> [Problems to work on]:
1. Which naira amounts appear in the article on Federal Government spending? List every one.
2. Carry on the article on Federal Government spending from its final sentence.

> [Passage shown]:
The Federal Government will spend N3.53 trillion on infrastructure and human capital development.

Minister of Finance, Budget and National Planning Mrs. Zainab Ahmed made this known in Abuja at the Town Hall Meeting on the achievements of the government in infrastructure development.

Mrs Ahmed stated that in the year alone, the government planned to spend about N1.42 trillion on infrastructure and N2.11 trillion on human capital development.

The administration, she said, will spend the huge amount because it wants to prioritise the spending on infrastructure and human capital to boost rapid economic development.

Ahmed said there had been significant progress in the implementation of the Appropriation Act, particularly the capital budget.

According to her, by last November, N12.56 trillion (or 94.1 percent had been spent out of the N13.57 trillion pro rata budget. This performance is inclusive of expenditure estimates of the GOEs but exclusive of Project-Tied Loans.

At the commencement of the administration, the finance minister said N200 billion was paid for stranded power to service liabilities.

“Contract terms in power purchase agreements (PPAs) were changed from ‘Take or Pay’ to ‘Take and Pay’.

 “Also, DISCOs were made to use banks for bill collections – prior to this, TCN was getting only 50 percent of proceeds. Now, TCN is financially viable and can invest in its own infrastructure,” she said.

On what the government had done in the provision of infrastructure,  Ahmed said in the last three years, about N78 billion worth of tax credits had been issued to investors under the Road Infrastructure Development and Refurbishment Investment Tax Credit Scheme (RITCS).  In addition, the Nigeria National Petroleum Corporation (NNPC) is to finance the construction of 21 roads across the country.

The RITCS scheme, she explained, was designed to ameliorate the burden of funding significant capital outlays on road projects by the government.

She added that the RITCS adopted the use of tax expenditures, via tax credits, to finance the construction of critical road and bridge infrastructure projects, and utilising an innovative Public-Private Participation (PPP) mechanism that is aimed at the incentivisation of private sector participation and capital investments.

> [Data section]:
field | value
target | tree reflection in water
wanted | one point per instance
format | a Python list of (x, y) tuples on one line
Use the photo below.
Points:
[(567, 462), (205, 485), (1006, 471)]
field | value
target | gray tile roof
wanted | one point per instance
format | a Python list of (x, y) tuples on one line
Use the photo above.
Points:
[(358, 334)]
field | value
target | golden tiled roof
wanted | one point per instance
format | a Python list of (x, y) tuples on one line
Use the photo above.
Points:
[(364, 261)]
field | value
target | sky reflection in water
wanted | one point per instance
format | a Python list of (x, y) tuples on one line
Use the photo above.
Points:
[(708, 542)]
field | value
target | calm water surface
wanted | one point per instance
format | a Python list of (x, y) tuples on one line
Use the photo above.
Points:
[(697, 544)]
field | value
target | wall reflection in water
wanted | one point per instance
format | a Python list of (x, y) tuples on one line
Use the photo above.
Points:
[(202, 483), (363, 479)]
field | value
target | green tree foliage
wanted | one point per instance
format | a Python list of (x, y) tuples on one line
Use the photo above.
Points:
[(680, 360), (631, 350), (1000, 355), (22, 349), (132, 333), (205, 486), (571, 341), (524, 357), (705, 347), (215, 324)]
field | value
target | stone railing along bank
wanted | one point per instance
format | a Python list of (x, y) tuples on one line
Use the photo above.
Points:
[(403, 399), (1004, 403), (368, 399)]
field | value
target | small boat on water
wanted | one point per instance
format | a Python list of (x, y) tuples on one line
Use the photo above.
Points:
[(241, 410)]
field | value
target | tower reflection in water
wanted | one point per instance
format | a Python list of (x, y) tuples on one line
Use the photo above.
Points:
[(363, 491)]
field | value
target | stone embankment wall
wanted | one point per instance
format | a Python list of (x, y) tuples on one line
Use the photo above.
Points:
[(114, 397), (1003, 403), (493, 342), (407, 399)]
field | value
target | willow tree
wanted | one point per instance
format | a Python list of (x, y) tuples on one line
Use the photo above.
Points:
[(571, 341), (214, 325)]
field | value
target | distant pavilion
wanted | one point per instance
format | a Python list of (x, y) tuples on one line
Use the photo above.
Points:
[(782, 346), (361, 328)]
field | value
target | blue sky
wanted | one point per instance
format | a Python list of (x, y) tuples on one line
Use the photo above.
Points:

> [Activity answers]:
1.
- N3.53 trillion
- N1.42 trillion
- N2.11 trillion
- N12.56 trillion
- N13.57 trillion
- N200 billion
- N78 billion

2.
Over a period of seven years (2015 – 2021), the government through the Nigerian Sovereign Investment Authority (NSIA) and the Nigeria Infrastructure Fund (NIF), she said, completed 13 projects across seven key sectors, including healthcare, education, agriculture, financial services, and housing.

Some of these completed projects, she said, “comprise the UFF-NAIC Agri Fund, established with Old Mutual to invest in processing opportunities with backward integration to primary agriculture; the Fund for Agricultural Finance in Nigeria (FAFIN) – an agriculture-focused private equity fund for agricultural SMEs across Nigeria”.

Others include the AFAM III Fast Power – a N10.4 billion investment in the procurement and local assembly of Solar Home Systems, as part of the FGN solar strategy for the electrification of five million households.

In the healthcare sector, Ahmed said the Federal Government had completed three infrastructure projects worth US$22.5 million. They include the NSIA-LUTH Oncology Centre, which has provided services to over 4,000 patients. The NSIA-FMCU and the NSIA-AKTH Diagnostic Centres – two ultra-modern facilities located in Abia and Kano states. Furthermore, both diagnostic centres have provided services to over 47,000 clients.